__Task goal__
Please reproduce the data below word for word, from its first line through the line containing "[[513, 231, 526, 246], [451, 258, 464, 275]]", including both. Leave the pictures out of your answer.

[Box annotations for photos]
-- start --
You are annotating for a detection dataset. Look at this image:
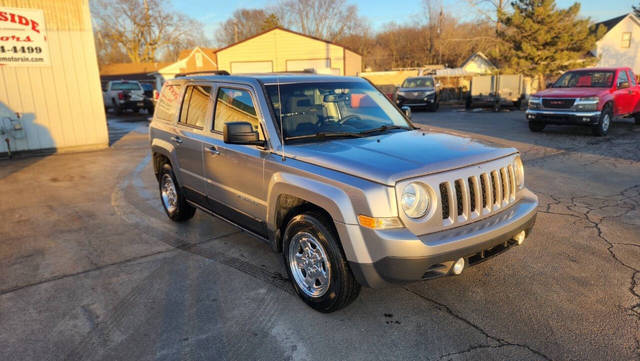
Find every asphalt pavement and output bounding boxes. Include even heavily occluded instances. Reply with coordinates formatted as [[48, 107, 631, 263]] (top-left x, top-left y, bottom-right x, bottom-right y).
[[0, 109, 640, 360]]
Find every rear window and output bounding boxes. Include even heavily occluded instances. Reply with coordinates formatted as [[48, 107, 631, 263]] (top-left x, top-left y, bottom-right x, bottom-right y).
[[155, 84, 180, 122], [111, 82, 140, 90]]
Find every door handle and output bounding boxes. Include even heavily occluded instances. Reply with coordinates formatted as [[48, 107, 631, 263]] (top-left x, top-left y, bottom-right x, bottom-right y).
[[205, 146, 220, 155]]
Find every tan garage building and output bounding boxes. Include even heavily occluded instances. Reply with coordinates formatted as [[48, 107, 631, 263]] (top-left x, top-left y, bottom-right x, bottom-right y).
[[216, 28, 362, 76], [0, 0, 109, 157]]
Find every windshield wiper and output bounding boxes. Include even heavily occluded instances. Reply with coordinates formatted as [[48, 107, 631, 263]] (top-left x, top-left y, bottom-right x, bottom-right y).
[[284, 132, 364, 140], [359, 125, 411, 135]]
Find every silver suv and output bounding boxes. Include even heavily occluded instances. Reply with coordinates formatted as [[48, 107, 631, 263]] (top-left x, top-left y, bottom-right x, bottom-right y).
[[150, 74, 538, 312]]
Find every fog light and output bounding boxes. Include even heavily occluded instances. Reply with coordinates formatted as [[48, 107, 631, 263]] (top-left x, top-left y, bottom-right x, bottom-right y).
[[513, 231, 526, 246], [451, 258, 464, 275]]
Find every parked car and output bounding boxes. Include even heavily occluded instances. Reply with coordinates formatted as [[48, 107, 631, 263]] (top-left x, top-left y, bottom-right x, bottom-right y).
[[527, 68, 640, 136], [102, 80, 153, 114], [149, 74, 538, 312], [394, 76, 440, 112], [465, 74, 528, 111]]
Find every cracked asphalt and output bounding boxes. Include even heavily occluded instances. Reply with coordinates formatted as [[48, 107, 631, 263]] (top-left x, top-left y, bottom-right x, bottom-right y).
[[0, 109, 640, 360]]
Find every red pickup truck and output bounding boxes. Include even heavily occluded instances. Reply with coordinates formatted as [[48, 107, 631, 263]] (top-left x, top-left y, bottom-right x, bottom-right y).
[[526, 68, 640, 136]]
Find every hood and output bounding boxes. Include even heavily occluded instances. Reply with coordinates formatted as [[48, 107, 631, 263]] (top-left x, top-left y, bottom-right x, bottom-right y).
[[285, 130, 517, 186], [534, 88, 609, 98]]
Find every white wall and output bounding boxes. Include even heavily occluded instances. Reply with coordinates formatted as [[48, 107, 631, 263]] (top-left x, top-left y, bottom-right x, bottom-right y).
[[597, 16, 640, 74], [0, 0, 109, 153]]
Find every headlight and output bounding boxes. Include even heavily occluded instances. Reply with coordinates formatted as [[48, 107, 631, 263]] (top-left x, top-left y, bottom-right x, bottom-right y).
[[400, 183, 429, 218], [529, 96, 542, 109], [513, 155, 524, 189], [573, 97, 600, 111]]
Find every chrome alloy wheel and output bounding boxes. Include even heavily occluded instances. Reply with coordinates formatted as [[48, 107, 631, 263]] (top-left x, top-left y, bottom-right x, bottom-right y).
[[289, 232, 331, 297], [602, 114, 611, 132], [160, 174, 178, 213]]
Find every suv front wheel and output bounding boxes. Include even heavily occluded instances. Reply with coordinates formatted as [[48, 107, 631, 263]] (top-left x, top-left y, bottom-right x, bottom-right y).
[[158, 163, 196, 222], [282, 212, 360, 313]]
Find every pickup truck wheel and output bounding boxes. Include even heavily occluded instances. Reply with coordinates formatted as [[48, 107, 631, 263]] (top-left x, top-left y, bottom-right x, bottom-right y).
[[529, 120, 546, 132], [282, 212, 360, 313], [591, 105, 613, 137], [158, 163, 196, 222]]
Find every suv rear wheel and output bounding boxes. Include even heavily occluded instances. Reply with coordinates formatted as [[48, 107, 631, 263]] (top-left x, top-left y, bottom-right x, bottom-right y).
[[282, 212, 360, 313], [158, 163, 196, 222], [591, 104, 613, 137]]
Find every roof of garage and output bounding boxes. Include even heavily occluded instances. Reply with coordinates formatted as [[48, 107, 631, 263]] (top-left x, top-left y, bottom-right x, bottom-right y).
[[216, 26, 361, 56]]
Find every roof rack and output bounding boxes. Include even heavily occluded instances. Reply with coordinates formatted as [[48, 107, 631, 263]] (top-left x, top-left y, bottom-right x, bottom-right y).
[[176, 70, 231, 78]]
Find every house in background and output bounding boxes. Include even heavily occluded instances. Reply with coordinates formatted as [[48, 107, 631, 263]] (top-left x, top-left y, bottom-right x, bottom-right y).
[[150, 47, 218, 89], [100, 63, 171, 87], [595, 13, 640, 74]]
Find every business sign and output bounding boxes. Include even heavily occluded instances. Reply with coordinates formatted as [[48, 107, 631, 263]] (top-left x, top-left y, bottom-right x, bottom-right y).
[[0, 7, 49, 66]]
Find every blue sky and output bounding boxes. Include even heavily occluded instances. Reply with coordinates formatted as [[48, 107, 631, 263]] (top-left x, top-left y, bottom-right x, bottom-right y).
[[174, 0, 640, 38]]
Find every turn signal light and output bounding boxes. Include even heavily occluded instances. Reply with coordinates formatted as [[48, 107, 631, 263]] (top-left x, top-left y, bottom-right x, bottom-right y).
[[358, 214, 403, 229]]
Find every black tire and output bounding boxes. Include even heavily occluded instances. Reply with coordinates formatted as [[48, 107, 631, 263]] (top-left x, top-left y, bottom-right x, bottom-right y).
[[158, 163, 196, 222], [282, 212, 360, 313], [529, 120, 546, 133], [591, 104, 613, 137]]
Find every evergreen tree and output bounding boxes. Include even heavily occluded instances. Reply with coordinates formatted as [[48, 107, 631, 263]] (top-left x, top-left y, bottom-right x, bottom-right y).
[[498, 0, 605, 87]]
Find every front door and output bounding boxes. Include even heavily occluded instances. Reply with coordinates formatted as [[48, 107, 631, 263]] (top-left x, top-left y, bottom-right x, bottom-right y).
[[170, 84, 211, 197], [203, 85, 269, 237], [614, 70, 634, 115]]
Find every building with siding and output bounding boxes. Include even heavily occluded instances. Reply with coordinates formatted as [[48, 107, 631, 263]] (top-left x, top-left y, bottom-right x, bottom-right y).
[[216, 28, 362, 76], [595, 13, 640, 74], [0, 0, 109, 154]]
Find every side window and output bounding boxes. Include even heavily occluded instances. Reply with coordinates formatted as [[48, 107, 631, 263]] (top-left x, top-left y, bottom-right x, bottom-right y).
[[179, 85, 211, 129], [617, 70, 629, 88], [213, 88, 264, 140], [155, 84, 180, 122]]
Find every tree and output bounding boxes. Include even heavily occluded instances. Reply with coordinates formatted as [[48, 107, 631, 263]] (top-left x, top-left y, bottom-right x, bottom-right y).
[[498, 0, 603, 86], [91, 0, 202, 63], [277, 0, 363, 41]]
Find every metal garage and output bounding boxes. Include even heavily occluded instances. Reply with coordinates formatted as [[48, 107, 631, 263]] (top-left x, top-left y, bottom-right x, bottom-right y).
[[0, 0, 109, 155]]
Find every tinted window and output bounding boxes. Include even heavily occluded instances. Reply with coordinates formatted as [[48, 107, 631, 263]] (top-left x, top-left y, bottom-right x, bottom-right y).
[[618, 70, 629, 88], [213, 88, 264, 139], [553, 70, 614, 88], [155, 84, 180, 122], [111, 82, 140, 90], [180, 85, 211, 128]]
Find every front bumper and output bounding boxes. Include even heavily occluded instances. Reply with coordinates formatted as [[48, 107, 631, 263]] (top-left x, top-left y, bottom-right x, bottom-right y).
[[526, 109, 600, 125], [338, 190, 538, 287]]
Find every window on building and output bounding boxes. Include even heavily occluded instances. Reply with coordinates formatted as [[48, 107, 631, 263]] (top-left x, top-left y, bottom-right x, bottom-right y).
[[180, 85, 211, 128], [622, 33, 631, 49], [213, 88, 264, 140]]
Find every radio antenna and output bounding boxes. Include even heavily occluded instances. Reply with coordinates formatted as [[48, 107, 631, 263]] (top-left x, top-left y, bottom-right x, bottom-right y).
[[276, 75, 286, 162]]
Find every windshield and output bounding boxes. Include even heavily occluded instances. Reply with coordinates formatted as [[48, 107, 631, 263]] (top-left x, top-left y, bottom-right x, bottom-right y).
[[553, 70, 613, 88], [402, 78, 433, 88], [266, 81, 412, 139], [111, 82, 140, 90]]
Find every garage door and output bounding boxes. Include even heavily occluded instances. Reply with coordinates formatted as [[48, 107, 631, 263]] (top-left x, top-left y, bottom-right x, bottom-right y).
[[287, 59, 340, 75], [231, 61, 273, 74]]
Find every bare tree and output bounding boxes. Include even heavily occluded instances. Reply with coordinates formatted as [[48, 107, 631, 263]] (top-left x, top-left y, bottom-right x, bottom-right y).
[[277, 0, 363, 41], [91, 0, 202, 63], [216, 9, 280, 46]]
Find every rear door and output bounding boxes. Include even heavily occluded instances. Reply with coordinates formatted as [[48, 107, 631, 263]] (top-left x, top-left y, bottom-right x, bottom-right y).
[[170, 83, 212, 201], [204, 84, 269, 236], [613, 69, 634, 115]]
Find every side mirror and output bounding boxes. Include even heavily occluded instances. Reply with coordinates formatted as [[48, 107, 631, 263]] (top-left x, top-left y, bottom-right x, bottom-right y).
-- end --
__Correct result__
You are annotating for a detection dataset. Look at this image:
Find every asphalt pavement and output bounding boxes. Include even heavily occluded instances. Reply with coordinates formatted as [[48, 107, 631, 263]] (top-left x, top-left y, bottom-right x, bottom-right y).
[[0, 109, 640, 360]]
Find every rear window and output bounding boxes. Include even heavily occluded instances. Reply with coordinates formatted as [[48, 107, 631, 263]] (top-left x, top-left y, bottom-right x, bottom-right y).
[[155, 84, 180, 122], [111, 82, 140, 90]]
Find every door handle and output bounding boxes. Include even heavily occluded instances. Reply with coordinates formatted as [[48, 107, 631, 263]] (top-left x, top-left y, bottom-right x, bottom-right y).
[[205, 146, 220, 155]]
Find every tan garage building and output bounding boxes. Include even heavily occluded instances. Reply with coordinates formatted as [[48, 107, 631, 263]] (top-left x, top-left y, bottom-right x, bottom-right y).
[[216, 28, 362, 76], [0, 0, 109, 157]]
Find every windshield wiper and output bounding boxes. Include even heavily occluded instances. Reply with coordinates formatted as [[48, 107, 631, 263]] (top-left x, top-left y, bottom-right x, bottom-right y).
[[284, 132, 364, 140], [359, 125, 411, 135]]
Find every silver suv and output bounding boxes. Include even heavily occluded instances. Reply with coordinates formatted as [[48, 107, 631, 263]] (top-left x, top-left y, bottom-right x, bottom-right y).
[[150, 74, 538, 312]]
Find every fog light and output bounding boxes. Include even heavily occluded instances. Reply with coordinates formatted as [[48, 107, 631, 263]] (top-left x, top-left y, bottom-right x, bottom-right y).
[[513, 231, 526, 246], [451, 258, 464, 275]]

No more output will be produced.